WHAT YOU NEED TO DO:
Where does "target" appear in the data? Return each line that holds it.

▬▬▬▬▬▬

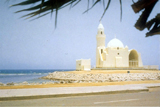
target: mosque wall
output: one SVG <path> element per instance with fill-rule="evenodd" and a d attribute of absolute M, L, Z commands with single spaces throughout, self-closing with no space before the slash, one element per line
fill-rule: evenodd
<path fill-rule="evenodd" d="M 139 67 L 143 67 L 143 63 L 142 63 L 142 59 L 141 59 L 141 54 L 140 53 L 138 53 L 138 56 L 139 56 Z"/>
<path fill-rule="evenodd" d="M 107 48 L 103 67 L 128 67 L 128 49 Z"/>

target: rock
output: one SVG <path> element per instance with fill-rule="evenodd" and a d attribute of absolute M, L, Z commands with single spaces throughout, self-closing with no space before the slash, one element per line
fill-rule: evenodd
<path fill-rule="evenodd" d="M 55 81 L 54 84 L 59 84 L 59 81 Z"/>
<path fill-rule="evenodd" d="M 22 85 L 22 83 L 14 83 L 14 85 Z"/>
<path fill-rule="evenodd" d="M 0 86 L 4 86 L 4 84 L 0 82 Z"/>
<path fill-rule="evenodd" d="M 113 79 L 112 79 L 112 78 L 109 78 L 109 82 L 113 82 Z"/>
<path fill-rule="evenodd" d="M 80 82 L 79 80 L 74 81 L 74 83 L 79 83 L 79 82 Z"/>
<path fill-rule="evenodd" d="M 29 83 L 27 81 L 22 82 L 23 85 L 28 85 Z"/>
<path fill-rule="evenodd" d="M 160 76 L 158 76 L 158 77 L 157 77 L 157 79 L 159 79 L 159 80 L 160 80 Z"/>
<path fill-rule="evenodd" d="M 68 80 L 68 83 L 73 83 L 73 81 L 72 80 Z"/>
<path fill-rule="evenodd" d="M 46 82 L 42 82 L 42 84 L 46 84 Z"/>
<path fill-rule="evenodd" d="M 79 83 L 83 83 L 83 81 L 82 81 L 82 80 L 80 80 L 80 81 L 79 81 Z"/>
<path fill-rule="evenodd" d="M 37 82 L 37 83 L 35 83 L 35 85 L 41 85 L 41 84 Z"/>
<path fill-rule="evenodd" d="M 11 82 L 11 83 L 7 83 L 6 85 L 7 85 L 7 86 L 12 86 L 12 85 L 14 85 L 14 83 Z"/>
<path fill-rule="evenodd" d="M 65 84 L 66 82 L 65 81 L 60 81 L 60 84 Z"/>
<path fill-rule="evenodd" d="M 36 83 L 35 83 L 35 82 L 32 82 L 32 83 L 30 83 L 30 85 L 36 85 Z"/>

▬▬▬▬▬▬

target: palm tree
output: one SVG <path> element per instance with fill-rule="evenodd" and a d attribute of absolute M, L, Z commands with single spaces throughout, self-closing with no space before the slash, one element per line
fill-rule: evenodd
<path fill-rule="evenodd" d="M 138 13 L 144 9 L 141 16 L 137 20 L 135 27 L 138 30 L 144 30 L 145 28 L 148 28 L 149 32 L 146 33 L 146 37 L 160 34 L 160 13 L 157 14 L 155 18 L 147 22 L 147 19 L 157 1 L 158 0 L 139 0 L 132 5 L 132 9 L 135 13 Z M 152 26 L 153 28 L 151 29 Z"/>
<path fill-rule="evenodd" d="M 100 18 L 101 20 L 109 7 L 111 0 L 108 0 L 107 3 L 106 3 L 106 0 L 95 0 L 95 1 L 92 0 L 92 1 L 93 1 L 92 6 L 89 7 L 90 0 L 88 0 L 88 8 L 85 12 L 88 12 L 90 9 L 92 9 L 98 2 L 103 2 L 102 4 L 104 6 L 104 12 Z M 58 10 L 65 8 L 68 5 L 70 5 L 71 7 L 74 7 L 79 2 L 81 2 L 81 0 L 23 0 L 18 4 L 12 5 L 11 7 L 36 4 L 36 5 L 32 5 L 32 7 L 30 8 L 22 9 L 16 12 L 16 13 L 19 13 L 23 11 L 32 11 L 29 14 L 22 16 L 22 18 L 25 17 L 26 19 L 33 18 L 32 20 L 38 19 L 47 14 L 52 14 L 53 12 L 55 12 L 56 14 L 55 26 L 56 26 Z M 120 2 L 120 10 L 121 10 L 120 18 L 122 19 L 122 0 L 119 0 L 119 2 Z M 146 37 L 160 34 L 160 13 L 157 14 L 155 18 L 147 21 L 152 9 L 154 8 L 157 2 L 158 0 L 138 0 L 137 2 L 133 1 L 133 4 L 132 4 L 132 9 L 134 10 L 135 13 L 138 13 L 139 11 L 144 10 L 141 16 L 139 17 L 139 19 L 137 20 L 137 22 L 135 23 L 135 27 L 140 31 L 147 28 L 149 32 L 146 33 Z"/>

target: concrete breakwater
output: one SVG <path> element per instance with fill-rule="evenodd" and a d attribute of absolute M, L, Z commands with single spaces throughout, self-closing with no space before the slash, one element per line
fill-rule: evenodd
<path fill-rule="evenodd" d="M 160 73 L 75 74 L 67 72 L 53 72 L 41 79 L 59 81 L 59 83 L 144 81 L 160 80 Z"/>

▬▬▬▬▬▬

TASK OUTPUT:
target: mosque wall
target: rock
target: palm tree
target: concrete breakwater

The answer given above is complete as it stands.